## PASSAGE
Rajouri/Arsalan Bhat/

Central Government employees and pensioners may see another rise in their Dearness Allowance (DA) and Dearness Relief (DR) from July 2026, as the latest inflation data released by the Labour Bureau indicates a gradual upward trend.

According to the data released on 27 February 2026, the All-India Consumer Price Index for Industrial Workers (CPI-IW) rose by 0.4 points in January 2026, reaching 148.6. This index forms the basis for calculating DA/DR for Central Government employees and pensioners.

With the January index included in the calculation cycle for the July 2026 revision, the projected DA/DR has already reached about 60.85% in the first month of calculation. The CPI-IW figures for the next five months (February to June 2026) will ultimately determine the final DA/DR rate to be implemented from July 2026.

Experts estimate that if the CPI-IW remains unchanged during the remaining months the DA/DR could rise to around 63% from July 2026. However, the final percentage will depend on inflation trends in the coming months.

Meanwhile, the DA/DR effective from January 2026 has been finalized at 60%, marking a 2% increase over the previous rate. As per the usual procedure, the proposal is expected to receive approval from the Union Cabinet shortly.

Once approved, the Department of Expenditure under the Ministry of Finance will issue the official Office Memorandum (OM) announcing the revised DA/DR rates.

Central Government employees and pensioners across the country are now keenly awaiting the Cabinet’s formal approval, which is expected in the coming days.

## PROBLEM DETAILS
List every percentage figure that appears in the passage on Dearness Allowance and Dearness Relief.

## RECORDS SUPPLIED
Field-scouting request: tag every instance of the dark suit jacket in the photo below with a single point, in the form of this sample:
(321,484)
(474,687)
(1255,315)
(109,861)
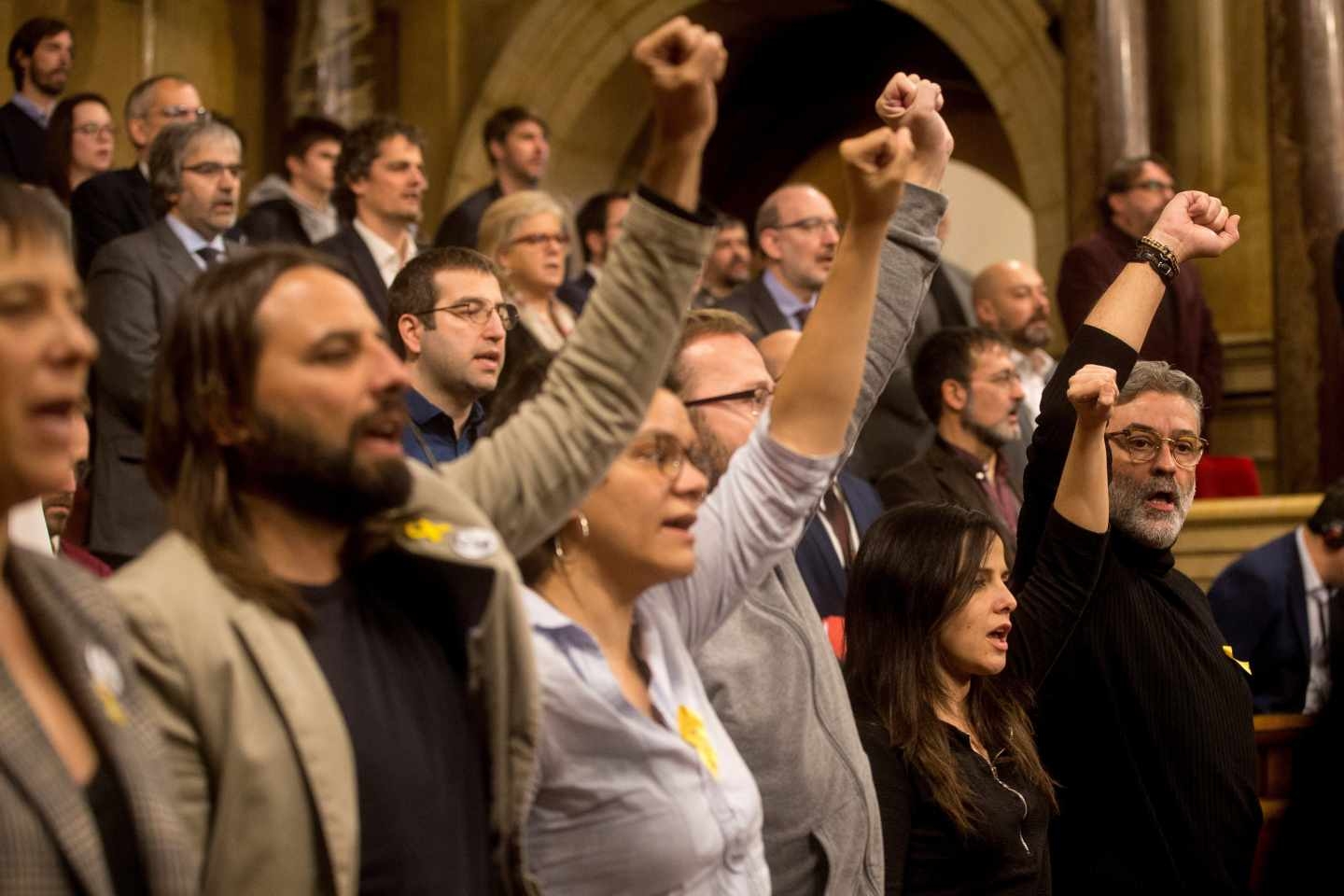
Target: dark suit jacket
(350,248)
(23,146)
(1183,328)
(49,840)
(576,292)
(1260,603)
(816,555)
(133,290)
(274,220)
(112,204)
(941,477)
(754,302)
(461,225)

## COMPLETED TASK
60.85%, 63%, 60%, 2%